## Source document
# # # #
EPA Proposes to Tighten Rules on Use of Sewage 'Bypass'

By ROBERT McCLURE
SEATTLE POST-INTELLIGENCER REPORTER

A newly proposed federal policy tightening rules on dumping of partially treated sewage is winning support from a major national environmental group, municipal sewage managers and federal environmental officials.

But a Seattle-based watchdog group that fights pollution of Puget Sound says the proposal would allow too many delays in sewage-treatment improvements deemed "not feasible" because they're too expensive.

"No matter how you roll the dice, it all seems like more sewage being allowed into Puget Sound," said Sue Joerger, executive director of Puget Soundkeeper Alliance. "My biggest problem is it doesn't provide incentives for communities to truly treat their sewage, to increase their sewage-treatment capacity."

An Environmental Protection Agency official in Washington, D.C., said the intent behind the proposed policy is to improve the current situation and reduce dumping of partially treated sewage.

"I get enthusiastic when groups with widely different perspectives can work together and advance a policy that we think will add certainty and environmental protection," said Benjamin Grumbles, EPA's assistant administrator for water. "It maximizes treatment. It's a triumph of treatment over dilution and collaboration over confrontation."

At issue is a step in the treatment process in which bacteria digest and help neutralize sewage. It's the bottleneck in the process because the waste must be kept in contact with the bacteria long enough for the microscopic bugs to work.
# # # #
## Source material
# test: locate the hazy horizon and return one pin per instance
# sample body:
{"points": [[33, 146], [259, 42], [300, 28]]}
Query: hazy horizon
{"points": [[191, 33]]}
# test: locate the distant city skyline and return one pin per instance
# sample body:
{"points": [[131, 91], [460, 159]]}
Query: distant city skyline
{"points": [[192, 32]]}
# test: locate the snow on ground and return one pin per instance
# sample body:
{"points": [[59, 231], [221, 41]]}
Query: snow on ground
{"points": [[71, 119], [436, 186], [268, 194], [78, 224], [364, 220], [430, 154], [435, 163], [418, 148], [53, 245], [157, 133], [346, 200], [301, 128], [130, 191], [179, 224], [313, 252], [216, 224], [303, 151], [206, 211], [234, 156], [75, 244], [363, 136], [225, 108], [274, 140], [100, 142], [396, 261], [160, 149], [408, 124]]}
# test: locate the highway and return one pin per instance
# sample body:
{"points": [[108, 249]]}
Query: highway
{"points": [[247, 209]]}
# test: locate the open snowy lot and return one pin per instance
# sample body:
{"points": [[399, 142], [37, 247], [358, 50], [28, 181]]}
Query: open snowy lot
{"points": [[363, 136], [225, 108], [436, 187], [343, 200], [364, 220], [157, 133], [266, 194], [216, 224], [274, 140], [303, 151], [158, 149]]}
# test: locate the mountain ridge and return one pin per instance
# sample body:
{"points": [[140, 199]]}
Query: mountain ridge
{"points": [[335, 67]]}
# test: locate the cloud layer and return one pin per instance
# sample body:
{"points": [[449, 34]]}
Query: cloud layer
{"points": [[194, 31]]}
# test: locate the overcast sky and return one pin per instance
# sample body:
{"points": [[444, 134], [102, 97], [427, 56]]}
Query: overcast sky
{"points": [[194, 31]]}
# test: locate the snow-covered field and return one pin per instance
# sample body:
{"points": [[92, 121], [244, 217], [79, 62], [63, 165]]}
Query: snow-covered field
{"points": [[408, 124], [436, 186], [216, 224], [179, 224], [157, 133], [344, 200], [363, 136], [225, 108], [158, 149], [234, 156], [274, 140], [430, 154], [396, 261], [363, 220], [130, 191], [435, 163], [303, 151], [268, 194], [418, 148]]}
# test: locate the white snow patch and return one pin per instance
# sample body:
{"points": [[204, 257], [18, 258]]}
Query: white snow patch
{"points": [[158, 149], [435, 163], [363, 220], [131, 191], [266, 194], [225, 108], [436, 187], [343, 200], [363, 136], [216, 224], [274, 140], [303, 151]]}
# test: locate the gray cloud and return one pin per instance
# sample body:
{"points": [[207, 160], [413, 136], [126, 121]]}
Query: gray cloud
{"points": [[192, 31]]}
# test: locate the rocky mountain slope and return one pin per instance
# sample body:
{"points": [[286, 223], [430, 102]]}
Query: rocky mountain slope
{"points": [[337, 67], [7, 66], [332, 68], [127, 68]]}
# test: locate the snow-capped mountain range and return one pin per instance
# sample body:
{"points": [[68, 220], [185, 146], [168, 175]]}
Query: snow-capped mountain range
# # # #
## Complete the following
1. Print the passage of the EPA sewage article from "But a Seattle-based" up to and including "they're too expensive.".
2. Carry on the EPA sewage article from the point where it stops.
The entries have nothing to do with the EPA sewage article.

## Results of the exercise
1.
But a Seattle-based watchdog group that fights pollution of Puget Sound says the proposal would allow too many delays in sewage-treatment improvements deemed "not feasible" because they're too expensive.

2.
But when a huge rain hits and water leaks into sewage pipes by the millions of gallons, it can overwhelm the process. The answer has been to bypass the bacteria step for part of the flow. All the waste still goes through the other parts of the process: screening out large solids and disinfecting the waste.

The bypassing practice has long been in place. However, conditions on it have never been set at the national level. The EPA proposed in 2003 to establish federal standards, but those were attacked by environmentalists, surfers, oyster growers and others.

The Washington Department of Ecology called the proposal "environmental backsliding." About 98,000 Americans wrote to the EPA, many critical.


That's when Grumbles asked two groups leading the charge on either side to negotiate.

The Natural Resources Defense Council and the National Association of Clean Water Agencies hammered out a proposal that formed the basis of the rules the EPA has now put forth.

"This should be more stringent," said Nancy Stoner, the main negotiator for the NRDC.

She said the new proposal provides an important safeguard because it will give the public a formal time to get involved in commenting on the bypass whenever a sewage-treatment plant's permit is renewed.

It also will require utilities to notify the public when the practice is employed.

The rules would make utilities that want to use the bypass procedure satisfy 23 conditions such as showing the utility is "maximizing its ability to reduce" infiltration of rainwater into sewer pipes, a leading reason sewage plants are overloaded.

"You would have to demonstrate you have a very, very tight system," said Don Theiler, head of King County's Wastewater Treatment Division. "They have tightened up the policy significantly."

The policy would affect the county's three treatment facilities differently. Officials say they probably won't seek permission to do the bypass at the East Treatment Plant in Renton.

The West Treatment Plant in Magnolia would continue to use the practice, because it takes in more than sewage. Rainwater is collected in many parts of Seattle and treated, reducing pollution on an everyday basis. However, a big rainfall can send as much as 400 million gallons to the plant, which has a daily capacity of 300 million gallons.

At the Brightwater plant scheduled to come on line in southern Snohomish County in 2010, the new rules would allow the practice, Theiler said.